- Items:
_ _ _
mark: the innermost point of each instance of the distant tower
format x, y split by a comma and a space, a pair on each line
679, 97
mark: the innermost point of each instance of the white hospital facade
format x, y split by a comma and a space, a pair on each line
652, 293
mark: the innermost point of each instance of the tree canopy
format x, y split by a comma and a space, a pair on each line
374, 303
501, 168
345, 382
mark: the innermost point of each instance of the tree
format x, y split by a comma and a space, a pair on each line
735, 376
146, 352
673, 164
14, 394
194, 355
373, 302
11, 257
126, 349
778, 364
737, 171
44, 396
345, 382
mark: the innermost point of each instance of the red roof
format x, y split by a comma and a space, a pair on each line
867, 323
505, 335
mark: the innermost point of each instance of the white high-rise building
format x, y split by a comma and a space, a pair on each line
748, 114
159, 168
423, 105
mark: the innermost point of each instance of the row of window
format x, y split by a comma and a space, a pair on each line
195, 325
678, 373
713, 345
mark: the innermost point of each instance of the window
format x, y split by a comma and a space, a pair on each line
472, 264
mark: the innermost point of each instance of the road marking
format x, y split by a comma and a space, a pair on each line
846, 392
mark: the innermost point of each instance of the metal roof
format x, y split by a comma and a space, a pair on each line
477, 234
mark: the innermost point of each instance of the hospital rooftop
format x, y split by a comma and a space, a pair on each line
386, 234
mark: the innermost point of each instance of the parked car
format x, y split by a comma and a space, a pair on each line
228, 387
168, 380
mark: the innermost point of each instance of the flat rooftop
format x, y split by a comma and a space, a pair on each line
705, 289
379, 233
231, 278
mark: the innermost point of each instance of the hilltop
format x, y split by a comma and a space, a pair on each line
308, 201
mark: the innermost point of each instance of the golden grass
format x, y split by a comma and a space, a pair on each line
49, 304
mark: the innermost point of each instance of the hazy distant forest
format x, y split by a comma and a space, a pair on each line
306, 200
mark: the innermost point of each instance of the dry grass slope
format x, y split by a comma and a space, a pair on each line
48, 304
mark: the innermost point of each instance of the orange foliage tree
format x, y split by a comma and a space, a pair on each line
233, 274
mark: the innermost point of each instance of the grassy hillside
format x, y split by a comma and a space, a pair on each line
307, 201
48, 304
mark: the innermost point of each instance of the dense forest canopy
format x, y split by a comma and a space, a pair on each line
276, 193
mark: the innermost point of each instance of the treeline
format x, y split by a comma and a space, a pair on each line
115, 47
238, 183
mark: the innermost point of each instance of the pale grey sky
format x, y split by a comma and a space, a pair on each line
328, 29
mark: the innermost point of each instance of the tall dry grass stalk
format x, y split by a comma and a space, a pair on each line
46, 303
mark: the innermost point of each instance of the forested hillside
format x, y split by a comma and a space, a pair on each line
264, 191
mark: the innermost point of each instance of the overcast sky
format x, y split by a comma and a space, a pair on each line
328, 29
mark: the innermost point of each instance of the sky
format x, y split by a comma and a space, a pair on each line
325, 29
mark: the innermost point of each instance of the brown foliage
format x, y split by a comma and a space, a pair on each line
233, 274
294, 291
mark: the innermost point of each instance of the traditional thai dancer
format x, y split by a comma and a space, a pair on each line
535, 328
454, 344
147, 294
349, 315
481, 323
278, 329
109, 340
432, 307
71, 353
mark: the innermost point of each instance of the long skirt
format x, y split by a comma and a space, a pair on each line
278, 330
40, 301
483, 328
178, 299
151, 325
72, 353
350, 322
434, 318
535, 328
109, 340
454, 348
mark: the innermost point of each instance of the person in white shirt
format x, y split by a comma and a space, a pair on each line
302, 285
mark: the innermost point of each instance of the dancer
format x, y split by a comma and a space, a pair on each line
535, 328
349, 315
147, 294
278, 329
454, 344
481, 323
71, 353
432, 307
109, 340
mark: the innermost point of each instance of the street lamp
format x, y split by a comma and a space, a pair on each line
_ _ _
- Exercise directions: Switch "innermost point" to "central point" everywhere in the items and repeat them with nothing else changed.

- Exercise answer:
mark: the central point of each instance of the distant tower
format x, y split by a comma and a space, a pair on each line
679, 97
mark: the central point of each instance of the white hospital facade
format x, y split by a comma and a space, a pair on each line
652, 293
mark: the central point of each instance of the tree canopy
format x, y split by a comma and a space, a pair on each line
374, 303
501, 168
345, 382
mark: the central point of each instance of the tree
format x, y split by a comma and a space, a pair on each line
735, 376
146, 352
673, 164
14, 394
194, 355
373, 302
11, 257
126, 349
778, 364
737, 171
44, 396
345, 382
mark: the central point of each instance of the red roof
format x, y split by a comma and a space, a pair on each line
867, 323
505, 335
mark: the central point of each instance of the white high-rise building
format x, y split by a comma and a space, a pair on each line
748, 114
159, 168
423, 105
mark: the central point of each instance of the row of window
format x, y split by a comma and a space, a pair on each line
195, 325
678, 373
713, 345
mark: the central point of each instance of the window
format x, y split by a comma and a space, a pair on each line
472, 264
mark: the central point of each instance of the road marking
format x, y split by a comma and a space, a pair on each line
846, 392
mark: the central point of each instance of the metal roof
format x, y split by a comma and a space, a pair on each line
477, 234
mark: the central point of each instance of the hospital rooftop
format x, y split by a comma and a space, a pair on each line
386, 234
mark: the central point of each instance of the parked car
format x, y split by a comma and a space, a pair on each line
228, 387
168, 380
mark: the central point of each instance of the flat rooftop
format x, y split by a comma and a space, a pair on each line
705, 289
379, 233
231, 278
mark: the central point of each instance of the hilltop
format x, y split by a comma and a space, a pair on each line
308, 201
mark: the central point of each instance of the golden grass
format x, y split by a comma and a space, a pair on each line
49, 304
mark: the central point of each instance of the hazy distant forest
format x, y split by a comma and a space, a pair on each line
306, 200
mark: the central point of each instance of the dry grass slope
format x, y split by a comma and a space, a pair on each line
48, 304
mark: the central point of each instance of the orange foliage tree
format x, y split by a comma and a space, a pair on each line
233, 274
mark: the central point of each instance of the grassy hillside
format x, y split by a comma and a space, a pair on each line
307, 201
48, 304
mark: the central point of each instance of the dense forest canopy
format x, y split by a comma and a space, a pair on each line
276, 193
mark: the central point of each instance of the treeline
format x, y split by a comma and a space, a pair on each line
115, 47
238, 183
mark: the central point of each instance of the pale grey sky
format x, y split by a comma and a space, a pair on each line
328, 29
mark: the central point of each instance of the tall dry grass stalk
format x, y split by a comma and a space, a pair on each line
46, 303
mark: the central point of each instance of the forested hillside
format x, y split by a comma and a space, a pair on each line
264, 191
mark: the central point of each instance of the overcast sky
format x, y split by a comma and a space, a pair on each line
328, 29
mark: the central point of each instance of the sky
format x, y split by a comma and a space, a pair on each line
325, 29
mark: the central point of each instance of the brown foliage
format x, y split by a comma and a space, a pair on each line
233, 274
294, 291
mark: the central point of each instance of the traditional thai dancer
format x, y split by a comma and a space, a pair on each line
535, 328
454, 344
147, 294
349, 315
481, 323
278, 329
109, 340
432, 307
71, 353
mark: the central point of each instance of the long skirt
format x, y split by a comma and a space, a pair on each line
278, 330
40, 301
483, 328
178, 299
151, 325
72, 353
350, 322
434, 318
535, 328
109, 340
454, 348
mark: the central point of each instance of the person in white shirt
format x, y split by a comma and a space, a pair on each line
302, 285
mark: the central point of each instance of the dancer
format x, y split by a comma and a space, a pair on each line
535, 328
349, 315
147, 294
278, 329
454, 344
481, 323
71, 353
432, 307
109, 340
mark: the central point of each instance of the street lamp
format x, y split by a comma and a space, a pair on each line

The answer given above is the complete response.